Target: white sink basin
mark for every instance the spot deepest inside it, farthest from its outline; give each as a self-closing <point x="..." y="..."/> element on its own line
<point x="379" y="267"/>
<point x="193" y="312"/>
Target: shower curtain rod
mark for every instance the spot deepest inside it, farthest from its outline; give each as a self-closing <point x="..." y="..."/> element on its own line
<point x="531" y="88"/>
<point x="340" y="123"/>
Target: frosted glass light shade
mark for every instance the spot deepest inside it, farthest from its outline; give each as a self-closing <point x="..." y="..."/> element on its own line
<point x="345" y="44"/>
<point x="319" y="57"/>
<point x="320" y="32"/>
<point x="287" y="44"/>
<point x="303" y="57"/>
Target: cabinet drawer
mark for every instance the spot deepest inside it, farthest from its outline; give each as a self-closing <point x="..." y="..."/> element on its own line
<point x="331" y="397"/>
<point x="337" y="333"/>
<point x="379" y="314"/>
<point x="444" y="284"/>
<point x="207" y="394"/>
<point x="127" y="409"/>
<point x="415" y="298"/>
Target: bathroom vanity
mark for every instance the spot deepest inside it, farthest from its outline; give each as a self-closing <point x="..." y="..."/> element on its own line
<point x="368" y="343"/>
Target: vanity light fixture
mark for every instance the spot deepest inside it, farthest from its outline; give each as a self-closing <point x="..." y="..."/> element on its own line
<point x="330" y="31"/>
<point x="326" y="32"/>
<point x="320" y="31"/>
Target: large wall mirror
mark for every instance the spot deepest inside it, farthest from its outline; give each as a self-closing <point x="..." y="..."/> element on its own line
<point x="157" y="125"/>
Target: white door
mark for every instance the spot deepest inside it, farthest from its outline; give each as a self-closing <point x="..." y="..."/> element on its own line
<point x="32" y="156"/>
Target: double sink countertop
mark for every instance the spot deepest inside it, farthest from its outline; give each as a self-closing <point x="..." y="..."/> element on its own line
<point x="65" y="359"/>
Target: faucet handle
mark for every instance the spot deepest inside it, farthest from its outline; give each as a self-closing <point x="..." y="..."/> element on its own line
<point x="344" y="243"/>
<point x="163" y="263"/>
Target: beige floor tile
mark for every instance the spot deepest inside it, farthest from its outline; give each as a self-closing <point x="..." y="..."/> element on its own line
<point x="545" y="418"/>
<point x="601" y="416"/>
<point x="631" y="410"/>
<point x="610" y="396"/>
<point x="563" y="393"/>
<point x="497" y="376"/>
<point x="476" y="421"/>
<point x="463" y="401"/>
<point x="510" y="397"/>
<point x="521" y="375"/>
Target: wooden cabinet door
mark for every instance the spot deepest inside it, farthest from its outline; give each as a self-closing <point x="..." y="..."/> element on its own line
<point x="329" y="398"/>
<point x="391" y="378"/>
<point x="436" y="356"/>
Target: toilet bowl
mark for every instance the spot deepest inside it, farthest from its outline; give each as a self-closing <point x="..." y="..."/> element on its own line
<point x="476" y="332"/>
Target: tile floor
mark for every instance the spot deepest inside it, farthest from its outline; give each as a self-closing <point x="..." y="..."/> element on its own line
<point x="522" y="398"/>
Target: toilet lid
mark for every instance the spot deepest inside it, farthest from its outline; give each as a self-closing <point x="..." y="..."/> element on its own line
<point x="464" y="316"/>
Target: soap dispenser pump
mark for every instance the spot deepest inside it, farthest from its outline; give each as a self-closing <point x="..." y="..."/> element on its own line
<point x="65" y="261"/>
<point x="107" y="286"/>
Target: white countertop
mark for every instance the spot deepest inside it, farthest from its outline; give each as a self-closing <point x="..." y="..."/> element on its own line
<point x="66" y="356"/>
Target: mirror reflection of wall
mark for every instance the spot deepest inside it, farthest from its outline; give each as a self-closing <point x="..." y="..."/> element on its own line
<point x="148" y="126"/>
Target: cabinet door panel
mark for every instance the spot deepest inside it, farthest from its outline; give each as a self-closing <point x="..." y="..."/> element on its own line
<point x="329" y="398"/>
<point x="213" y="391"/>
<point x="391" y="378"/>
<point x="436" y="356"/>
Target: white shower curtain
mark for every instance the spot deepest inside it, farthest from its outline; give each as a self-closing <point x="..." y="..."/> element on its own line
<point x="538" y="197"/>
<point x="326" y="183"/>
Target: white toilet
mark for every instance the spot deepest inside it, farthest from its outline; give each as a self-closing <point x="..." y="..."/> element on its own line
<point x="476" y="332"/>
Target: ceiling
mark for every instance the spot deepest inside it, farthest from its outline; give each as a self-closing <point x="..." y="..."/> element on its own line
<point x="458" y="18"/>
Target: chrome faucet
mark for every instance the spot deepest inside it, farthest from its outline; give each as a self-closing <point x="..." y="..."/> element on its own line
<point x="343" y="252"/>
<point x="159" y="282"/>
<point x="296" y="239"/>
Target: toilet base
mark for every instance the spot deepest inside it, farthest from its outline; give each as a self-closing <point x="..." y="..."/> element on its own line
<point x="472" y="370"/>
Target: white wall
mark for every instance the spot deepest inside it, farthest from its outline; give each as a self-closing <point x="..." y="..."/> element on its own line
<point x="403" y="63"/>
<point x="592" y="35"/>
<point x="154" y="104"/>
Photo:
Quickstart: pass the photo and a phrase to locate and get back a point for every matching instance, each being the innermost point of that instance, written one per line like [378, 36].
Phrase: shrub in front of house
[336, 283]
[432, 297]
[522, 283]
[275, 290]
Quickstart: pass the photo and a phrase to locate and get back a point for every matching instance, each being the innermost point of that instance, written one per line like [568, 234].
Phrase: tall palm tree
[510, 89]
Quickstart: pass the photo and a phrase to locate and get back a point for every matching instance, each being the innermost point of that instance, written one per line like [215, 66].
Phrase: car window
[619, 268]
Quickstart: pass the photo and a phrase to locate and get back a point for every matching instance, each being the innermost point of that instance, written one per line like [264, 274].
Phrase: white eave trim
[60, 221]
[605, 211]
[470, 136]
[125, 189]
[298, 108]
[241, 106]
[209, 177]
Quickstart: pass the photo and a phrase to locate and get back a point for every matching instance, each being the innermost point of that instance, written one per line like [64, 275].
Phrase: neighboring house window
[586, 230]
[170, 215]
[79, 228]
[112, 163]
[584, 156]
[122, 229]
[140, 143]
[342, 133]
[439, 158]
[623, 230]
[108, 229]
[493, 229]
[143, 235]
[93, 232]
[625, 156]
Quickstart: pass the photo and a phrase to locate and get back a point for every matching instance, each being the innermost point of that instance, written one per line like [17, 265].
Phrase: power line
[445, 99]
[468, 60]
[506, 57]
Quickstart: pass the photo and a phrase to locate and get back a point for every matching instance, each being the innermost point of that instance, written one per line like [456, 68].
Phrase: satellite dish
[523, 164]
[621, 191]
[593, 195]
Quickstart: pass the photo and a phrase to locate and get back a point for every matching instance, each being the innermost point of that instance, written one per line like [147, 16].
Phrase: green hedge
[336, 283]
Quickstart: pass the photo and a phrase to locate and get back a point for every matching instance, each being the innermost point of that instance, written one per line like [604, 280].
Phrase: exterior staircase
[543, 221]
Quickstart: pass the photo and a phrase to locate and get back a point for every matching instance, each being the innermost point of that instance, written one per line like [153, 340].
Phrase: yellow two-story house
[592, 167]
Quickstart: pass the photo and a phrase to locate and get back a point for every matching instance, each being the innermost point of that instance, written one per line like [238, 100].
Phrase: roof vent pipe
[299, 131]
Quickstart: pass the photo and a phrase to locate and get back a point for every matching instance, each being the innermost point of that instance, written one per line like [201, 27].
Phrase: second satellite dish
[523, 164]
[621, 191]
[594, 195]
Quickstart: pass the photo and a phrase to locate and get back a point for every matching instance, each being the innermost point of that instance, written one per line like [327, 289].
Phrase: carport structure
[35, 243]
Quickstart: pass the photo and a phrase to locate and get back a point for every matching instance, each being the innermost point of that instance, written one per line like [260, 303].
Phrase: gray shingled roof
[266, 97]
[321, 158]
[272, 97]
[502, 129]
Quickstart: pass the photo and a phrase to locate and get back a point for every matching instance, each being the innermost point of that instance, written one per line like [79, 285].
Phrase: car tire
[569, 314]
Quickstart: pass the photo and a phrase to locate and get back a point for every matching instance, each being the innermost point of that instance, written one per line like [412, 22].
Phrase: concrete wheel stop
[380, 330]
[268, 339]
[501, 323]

== WORK INSTRUCTION ==
Given the data above, which lines hold the string "wall"? Return them.

== RESPONSE ==
Target: large wall mirror
Target: mirror reflection of wall
Target: white wall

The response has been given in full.